■ WHAT THIS EXERCISE ASKS ■
**1)** Answer these questions from the ChIP-seq text:
(a) Which tool was used to map the Mus musculus sequences?
(b) Which tool removed the PCR duplicates?
(c) How many enriched regions does MACS2 use to model the distance between the forward and reverse strand peaks?
**2)** Copy the stretch of the ChIP-seq text from "Mus musculus chip-sequences" through "2 for SRR13960850.", word for word.

■ READING TEXT ■
•••••
Mus musculus chip-sequences with SRA accession number SRR13960849 and SRR13960850 were mapped using Mus musculus ref seq using Bowtie2. The Bowtie2 mapping output is given in Fig. 2 for SRR13960849 and Fig. 3 for SRR13960850.
We use the tool Collect Alignment Summary Metrics tool take the summary of our mapping done above. Table 1 contains the alignment summary for SRR13960849 and Table 2 for SRR13960850.
Next, we removed the PCR duplicates using RmDup. Table 3 & 4 contains the Alignment summary for SRR13960849 and SRR13960850 and removing PCR duplicates.
As per the alignment summary (Table 3, 4), we see that the reads are less post RmDup which implies that the duplicate reads are removed. Next, we use MAC2 call peak tool to identify areas in the genome that are enriched with the aligned reads. Model-based Analysis of ChIP-seq (MACS) is a commonly used tool for identifying transcription factor binding sites. The algorithm confines the influence of genome complexity to evaluate the significance of enriched ChIP regions. This tool improves the spatial resolution of binding sites by combining the information of both sequencing tag position and orientation [22]. Here, MACS is used along with a control sample (SRR13960849) which increases specificity of the peak calls (Fig. 4). MACS2 models the distance between the paired forward and reverse strand peaks and uses 1000 enriched regions to model the distance between the forward and reverse strand peaks [23].
•••••
■ MATERIAL PROVIDED ■
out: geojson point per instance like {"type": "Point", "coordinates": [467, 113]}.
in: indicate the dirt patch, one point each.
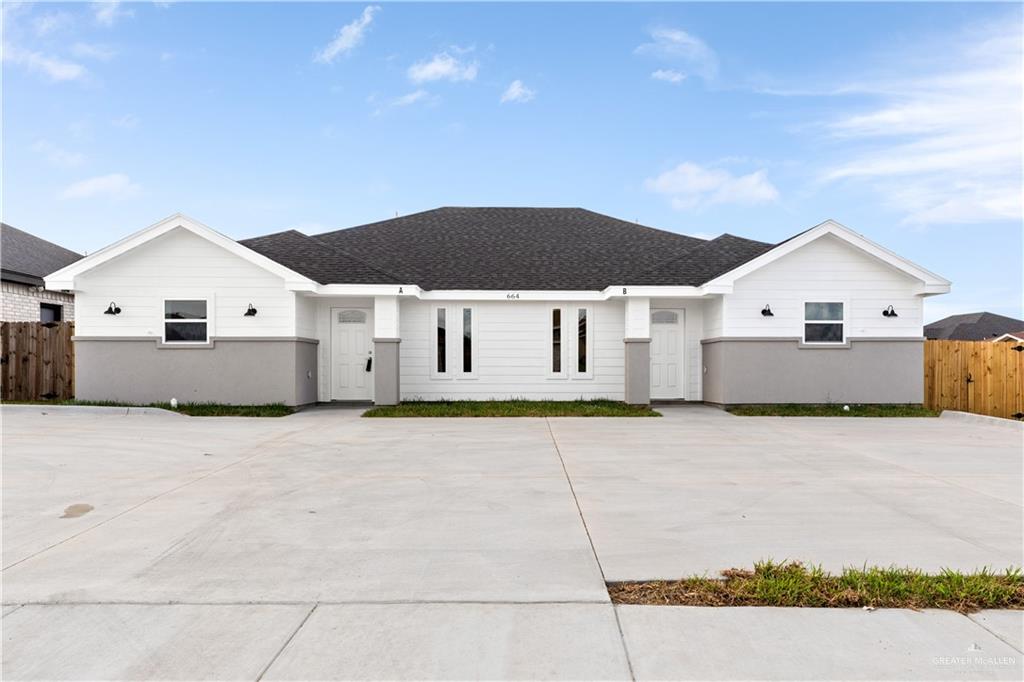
{"type": "Point", "coordinates": [74, 511]}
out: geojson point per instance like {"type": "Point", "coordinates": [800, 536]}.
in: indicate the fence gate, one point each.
{"type": "Point", "coordinates": [983, 377]}
{"type": "Point", "coordinates": [38, 360]}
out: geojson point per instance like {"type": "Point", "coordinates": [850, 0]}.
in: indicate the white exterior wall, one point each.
{"type": "Point", "coordinates": [512, 351]}
{"type": "Point", "coordinates": [178, 265]}
{"type": "Point", "coordinates": [826, 269]}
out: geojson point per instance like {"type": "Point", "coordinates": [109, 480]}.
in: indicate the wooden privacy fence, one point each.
{"type": "Point", "coordinates": [38, 360]}
{"type": "Point", "coordinates": [983, 377]}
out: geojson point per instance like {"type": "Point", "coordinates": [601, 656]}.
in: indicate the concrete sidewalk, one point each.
{"type": "Point", "coordinates": [323, 546]}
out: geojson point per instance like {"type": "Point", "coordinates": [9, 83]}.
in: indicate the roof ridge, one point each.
{"type": "Point", "coordinates": [355, 258]}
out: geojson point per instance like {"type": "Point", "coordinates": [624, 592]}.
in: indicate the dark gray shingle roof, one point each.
{"type": "Point", "coordinates": [507, 249]}
{"type": "Point", "coordinates": [973, 327]}
{"type": "Point", "coordinates": [317, 260]}
{"type": "Point", "coordinates": [28, 259]}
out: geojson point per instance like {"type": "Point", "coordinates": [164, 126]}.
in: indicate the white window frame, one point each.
{"type": "Point", "coordinates": [432, 335]}
{"type": "Point", "coordinates": [474, 336]}
{"type": "Point", "coordinates": [574, 355]}
{"type": "Point", "coordinates": [564, 345]}
{"type": "Point", "coordinates": [806, 322]}
{"type": "Point", "coordinates": [209, 320]}
{"type": "Point", "coordinates": [453, 341]}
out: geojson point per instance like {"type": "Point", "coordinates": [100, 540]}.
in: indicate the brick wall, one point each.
{"type": "Point", "coordinates": [20, 302]}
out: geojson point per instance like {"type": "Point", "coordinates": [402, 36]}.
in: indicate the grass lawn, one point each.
{"type": "Point", "coordinates": [795, 585]}
{"type": "Point", "coordinates": [190, 409]}
{"type": "Point", "coordinates": [512, 409]}
{"type": "Point", "coordinates": [794, 410]}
•••••
■ TASK RESPONSES ■
**1)**
(a) Bowtie2
(b) RmDup
(c) 1000

**2)**
Mus musculus chip-sequences with SRA accession number SRR13960849 and SRR13960850 were mapped using Mus musculus ref seq using Bowtie2. The Bowtie2 mapping output is given in Fig. 2 for SRR13960849 and Fig. 3 for SRR13960850.
We use the tool Collect Alignment Summary Metrics tool take the summary of our mapping done above. Table 1 contains the alignment summary for SRR13960849 and Table 2 for SRR13960850.